(Records from a dataset)

·····

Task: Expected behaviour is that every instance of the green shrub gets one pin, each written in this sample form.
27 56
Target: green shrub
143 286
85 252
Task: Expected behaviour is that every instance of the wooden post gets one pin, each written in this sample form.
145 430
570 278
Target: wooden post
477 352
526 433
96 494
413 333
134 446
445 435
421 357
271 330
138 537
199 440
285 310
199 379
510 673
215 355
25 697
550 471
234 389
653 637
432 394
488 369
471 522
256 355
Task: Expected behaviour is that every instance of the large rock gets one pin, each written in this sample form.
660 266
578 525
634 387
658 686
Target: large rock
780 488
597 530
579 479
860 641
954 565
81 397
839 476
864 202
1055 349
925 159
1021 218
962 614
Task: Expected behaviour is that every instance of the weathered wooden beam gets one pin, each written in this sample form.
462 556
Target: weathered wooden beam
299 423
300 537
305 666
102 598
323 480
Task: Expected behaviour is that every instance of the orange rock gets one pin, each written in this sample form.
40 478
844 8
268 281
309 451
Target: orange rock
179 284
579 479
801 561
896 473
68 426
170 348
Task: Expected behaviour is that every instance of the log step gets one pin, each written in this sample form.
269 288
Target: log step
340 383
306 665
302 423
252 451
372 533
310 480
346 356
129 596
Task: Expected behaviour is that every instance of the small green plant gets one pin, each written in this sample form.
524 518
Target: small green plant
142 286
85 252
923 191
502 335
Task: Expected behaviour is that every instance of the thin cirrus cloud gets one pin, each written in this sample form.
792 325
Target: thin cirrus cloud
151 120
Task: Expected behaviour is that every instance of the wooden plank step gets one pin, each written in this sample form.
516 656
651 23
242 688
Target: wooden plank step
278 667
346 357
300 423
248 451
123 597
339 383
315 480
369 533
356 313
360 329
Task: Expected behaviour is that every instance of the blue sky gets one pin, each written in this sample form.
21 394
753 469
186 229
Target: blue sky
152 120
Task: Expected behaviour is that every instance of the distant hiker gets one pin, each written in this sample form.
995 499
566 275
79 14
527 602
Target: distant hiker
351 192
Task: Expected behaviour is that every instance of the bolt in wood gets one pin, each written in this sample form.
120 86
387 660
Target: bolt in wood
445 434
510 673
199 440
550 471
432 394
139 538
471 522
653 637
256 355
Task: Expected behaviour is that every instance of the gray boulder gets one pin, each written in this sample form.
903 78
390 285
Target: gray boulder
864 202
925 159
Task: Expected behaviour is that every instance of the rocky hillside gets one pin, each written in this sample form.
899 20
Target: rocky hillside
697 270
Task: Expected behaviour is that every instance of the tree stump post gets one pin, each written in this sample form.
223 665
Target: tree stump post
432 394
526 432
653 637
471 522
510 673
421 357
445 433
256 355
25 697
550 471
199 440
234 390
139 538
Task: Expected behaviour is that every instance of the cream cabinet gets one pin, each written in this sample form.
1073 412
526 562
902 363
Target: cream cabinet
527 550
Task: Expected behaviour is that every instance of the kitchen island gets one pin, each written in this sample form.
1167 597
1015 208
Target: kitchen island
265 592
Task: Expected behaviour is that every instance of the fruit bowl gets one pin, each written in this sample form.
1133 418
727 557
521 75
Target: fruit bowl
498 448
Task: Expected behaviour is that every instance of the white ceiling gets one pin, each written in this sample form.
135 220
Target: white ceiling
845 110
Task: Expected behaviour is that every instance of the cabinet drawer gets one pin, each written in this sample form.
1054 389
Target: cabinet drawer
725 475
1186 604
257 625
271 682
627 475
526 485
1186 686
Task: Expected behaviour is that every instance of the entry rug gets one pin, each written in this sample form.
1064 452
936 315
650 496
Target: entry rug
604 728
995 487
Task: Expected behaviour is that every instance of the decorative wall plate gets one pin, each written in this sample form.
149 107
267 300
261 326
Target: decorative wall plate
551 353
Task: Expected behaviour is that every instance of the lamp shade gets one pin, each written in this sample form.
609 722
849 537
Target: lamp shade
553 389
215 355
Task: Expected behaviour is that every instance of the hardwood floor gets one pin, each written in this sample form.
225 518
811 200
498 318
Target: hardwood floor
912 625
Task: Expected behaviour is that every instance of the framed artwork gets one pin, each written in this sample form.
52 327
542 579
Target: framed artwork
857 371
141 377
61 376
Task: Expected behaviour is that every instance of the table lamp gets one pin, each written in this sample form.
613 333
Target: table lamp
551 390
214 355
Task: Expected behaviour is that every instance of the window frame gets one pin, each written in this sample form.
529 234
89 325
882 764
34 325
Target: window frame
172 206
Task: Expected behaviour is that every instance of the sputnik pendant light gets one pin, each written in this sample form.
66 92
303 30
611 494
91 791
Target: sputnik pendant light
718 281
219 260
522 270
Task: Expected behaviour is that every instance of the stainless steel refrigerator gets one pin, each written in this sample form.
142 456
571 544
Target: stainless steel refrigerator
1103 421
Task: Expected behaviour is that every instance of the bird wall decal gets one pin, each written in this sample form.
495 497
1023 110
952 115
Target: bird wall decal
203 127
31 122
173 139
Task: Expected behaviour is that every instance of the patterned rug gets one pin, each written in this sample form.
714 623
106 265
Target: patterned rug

·····

> **Prompt**
Quote each line above in full, word for word.

> **Written solution**
Task: Expected behaviour is that every instance of the green shrub gets one pin, each written in this sample form.
27 56
Target: green shrub
143 286
85 252
Task: Expected behaviour is that every instance of the wooden post gets one pin, each written in this sample form.
145 430
570 278
Target: wooden post
477 352
526 433
96 494
413 333
134 446
445 435
421 357
271 330
138 537
199 440
285 310
199 379
510 673
215 355
25 697
550 471
234 389
653 637
432 394
488 369
471 522
256 355
Task: Expected behaviour is that every instance of the large rock gets one pin, each written in this sample form.
660 266
578 525
634 387
658 686
Target: large rock
780 488
597 530
579 479
860 641
954 565
81 397
839 476
864 202
1055 349
925 159
1021 218
962 614
Task: Expected behaviour is that every instance of the weathered wooden beam gets one pin, each written in this sample form.
462 556
Target: weathered wooden beam
299 423
300 537
305 666
102 598
323 480
Task: Expected behaviour is that every instance of the orange rock gets one pin, each written in this sample form.
40 478
844 8
268 281
309 451
Target: orange rock
179 284
579 479
801 561
896 473
68 426
170 348
Task: Expected behaviour is that every instance of the log step gets one pin, each written in this sample form.
269 288
Target: log step
340 383
306 665
302 423
252 451
372 533
310 480
346 356
129 596
Task: Expected behaviour is that every instance of the small green plant gets one pin, each written in this sample form.
524 518
Target: small green plant
142 286
85 252
923 191
502 335
Task: Expected behaviour is that every instance of the thin cirrus cloud gets one pin, each written in this sample form.
792 325
Target: thin cirrus cloud
151 120
Task: Expected behaviour is that every instance of the wooden plank step gets one pin, each written in this sample form.
516 656
651 23
242 688
Target: wooden plank step
278 667
346 357
300 423
248 451
123 597
339 383
315 480
369 533
356 313
360 329
Task: Expected behaviour is that every instance of the blue sky gets one pin, each written in this sample form.
21 394
753 469
186 229
Target: blue sky
152 120
Task: Expected behaviour is that every instance of the distant hiker gets one pin, each written in this sample form.
995 499
566 275
79 14
527 602
Target: distant hiker
351 192
Task: Expected behaviour is that every instance of the bolt in wood gets one pin, each written in this sample form.
120 86
387 660
Target: bolt in wood
445 434
510 673
199 440
550 471
432 394
139 538
471 522
653 637
256 355
Task: Expected behaviour is that every instance of the gray boulder gets one pin, each written in this sample form.
903 78
390 285
Target: gray boulder
864 202
925 159
Task: Expected behaviour is that every instance of the rocky hillside gets one pin, each written in this sample form.
899 20
Target: rocky hillside
697 270
Task: Expected behaviour is that every instance of the tree stump post gets one pin, each written in this sample form.
223 665
Target: tree stump post
432 394
526 432
653 637
471 522
510 673
421 357
445 433
256 355
25 697
550 471
199 440
234 390
139 538
Task: Expected behaviour is that every instance of the cream cabinet gets one pin, each written in this sample form.
1073 412
526 562
902 363
Target: cream cabinet
527 550
Task: Expected behaviour is that every instance of the kitchen island gets one pin, each written in this sample form.
1167 597
1015 208
Target: kitchen island
265 592
Task: Expected behaviour is that every instance of the fruit bowl gets one pin, each written in this sample form.
1133 418
727 557
521 75
Target: fruit bowl
498 448
Task: Expected behaviour is that every instance of the white ceiling gets one pin, each written in this sample form.
135 220
Target: white ceiling
845 110
Task: Expected behaviour is that every instance of the cabinet drawer gets one pin, each written in this sample form.
1054 389
Target: cabinet drawer
725 475
1186 604
257 625
271 682
627 475
526 485
1186 686
Task: Expected behaviour is that every instance of the entry rug gets one pin, each written in this sample form.
1064 452
936 315
650 496
Target: entry rug
604 728
995 487
Task: Expected behaviour is that every instance of the decorative wall plate gets one pin, each written in this sample form.
149 107
267 300
261 326
Target: decorative wall plate
551 353
Task: Expected behaviour is that every instance of the lamp shade gets one pin, each written in this sample form.
609 722
849 537
Target: lamp shade
553 389
215 355
Task: Expected behaviour is that every instance of the hardwood floor gets one pin, each written in this sample form.
225 518
811 200
498 318
Target: hardwood floor
912 625
Task: Expected behaviour is that every instance of the framed artwork gets one pin, each written in this sample form.
52 327
542 579
Target: framed artwork
857 371
141 377
61 376
Task: Expected behaviour is that every instance of the table lamp gets one pin, each written in this sample form.
613 333
Target: table lamp
551 390
214 355
Task: Expected behaviour is that every instance of the window frame gets one pin, each written in this sample form.
529 234
89 325
882 764
34 325
Target: window frame
172 206
Task: Expected behaviour is that every instance of the sputnik pendant light gets one pin, each written in this sample form.
66 92
303 30
611 494
91 791
Target: sputnik pendant light
718 281
219 260
522 270
Task: Expected behaviour is that every instance of the stainless steel refrigerator gets one pin, each written in this sample form.
142 456
571 544
Target: stainless steel refrigerator
1103 421
Task: Expected behaviour is that every instance of the bird wall decal gets one pin, each written in this sample form.
495 497
1023 110
952 115
Target: bird wall decal
203 127
31 122
173 139
Task: Expected behaviour is that every instance of the patterned rug gets one pin, each written in this sample form.
714 623
106 265
Target: patterned rug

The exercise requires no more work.